■ **EXERCISE AIM**
Establish how many lines in the material below include the word "target", then give the count alone.
----- INPUT MATERIAL
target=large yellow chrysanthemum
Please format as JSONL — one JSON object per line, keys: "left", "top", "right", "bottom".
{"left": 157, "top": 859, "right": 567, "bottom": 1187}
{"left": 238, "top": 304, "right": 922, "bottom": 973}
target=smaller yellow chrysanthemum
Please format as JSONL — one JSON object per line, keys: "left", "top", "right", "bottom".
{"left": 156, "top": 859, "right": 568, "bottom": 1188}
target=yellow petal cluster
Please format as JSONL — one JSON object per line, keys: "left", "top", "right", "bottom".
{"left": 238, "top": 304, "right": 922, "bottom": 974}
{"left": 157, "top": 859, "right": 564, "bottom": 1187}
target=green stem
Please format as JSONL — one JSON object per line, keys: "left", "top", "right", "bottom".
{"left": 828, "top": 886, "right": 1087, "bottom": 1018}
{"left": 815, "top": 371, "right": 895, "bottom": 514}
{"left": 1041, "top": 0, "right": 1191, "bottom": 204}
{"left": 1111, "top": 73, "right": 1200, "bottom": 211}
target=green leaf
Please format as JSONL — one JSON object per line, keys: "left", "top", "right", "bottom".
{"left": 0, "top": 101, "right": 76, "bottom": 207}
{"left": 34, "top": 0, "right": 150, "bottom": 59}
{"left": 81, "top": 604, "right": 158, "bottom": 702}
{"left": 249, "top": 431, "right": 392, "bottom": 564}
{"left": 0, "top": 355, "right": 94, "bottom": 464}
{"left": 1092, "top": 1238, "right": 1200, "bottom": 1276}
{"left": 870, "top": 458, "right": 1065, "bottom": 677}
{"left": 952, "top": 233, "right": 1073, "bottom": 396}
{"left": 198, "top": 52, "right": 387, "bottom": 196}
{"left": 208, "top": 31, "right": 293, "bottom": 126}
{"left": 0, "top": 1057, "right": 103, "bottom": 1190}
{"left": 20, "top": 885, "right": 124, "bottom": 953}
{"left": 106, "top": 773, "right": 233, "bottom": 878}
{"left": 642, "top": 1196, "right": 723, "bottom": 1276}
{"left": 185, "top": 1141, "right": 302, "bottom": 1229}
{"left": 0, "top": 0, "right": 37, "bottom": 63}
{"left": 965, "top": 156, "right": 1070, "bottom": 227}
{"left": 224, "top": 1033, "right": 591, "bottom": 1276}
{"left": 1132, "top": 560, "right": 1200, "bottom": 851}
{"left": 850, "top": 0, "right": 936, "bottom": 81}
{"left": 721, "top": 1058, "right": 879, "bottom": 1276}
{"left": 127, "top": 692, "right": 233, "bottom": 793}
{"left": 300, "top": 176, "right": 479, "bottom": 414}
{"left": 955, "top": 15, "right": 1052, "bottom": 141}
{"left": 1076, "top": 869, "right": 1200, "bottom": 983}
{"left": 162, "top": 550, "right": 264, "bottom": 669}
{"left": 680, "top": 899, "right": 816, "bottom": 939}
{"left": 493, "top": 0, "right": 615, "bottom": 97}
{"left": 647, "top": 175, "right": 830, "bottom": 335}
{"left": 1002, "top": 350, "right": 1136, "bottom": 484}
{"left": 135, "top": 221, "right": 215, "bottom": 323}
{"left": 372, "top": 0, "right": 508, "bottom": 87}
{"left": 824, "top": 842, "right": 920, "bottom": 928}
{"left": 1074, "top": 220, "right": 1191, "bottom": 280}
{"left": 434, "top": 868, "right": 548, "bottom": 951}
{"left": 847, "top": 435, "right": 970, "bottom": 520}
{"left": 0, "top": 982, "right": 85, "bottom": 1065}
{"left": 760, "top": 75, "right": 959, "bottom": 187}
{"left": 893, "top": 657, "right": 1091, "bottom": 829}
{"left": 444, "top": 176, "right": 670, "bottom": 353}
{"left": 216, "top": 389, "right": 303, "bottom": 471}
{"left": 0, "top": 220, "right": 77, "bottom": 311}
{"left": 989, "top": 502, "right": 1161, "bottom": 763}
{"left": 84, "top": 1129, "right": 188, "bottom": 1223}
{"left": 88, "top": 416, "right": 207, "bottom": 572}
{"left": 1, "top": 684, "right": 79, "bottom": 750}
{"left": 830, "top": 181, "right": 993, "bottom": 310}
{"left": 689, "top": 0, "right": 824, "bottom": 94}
----------
■ **RESULT BELOW**
5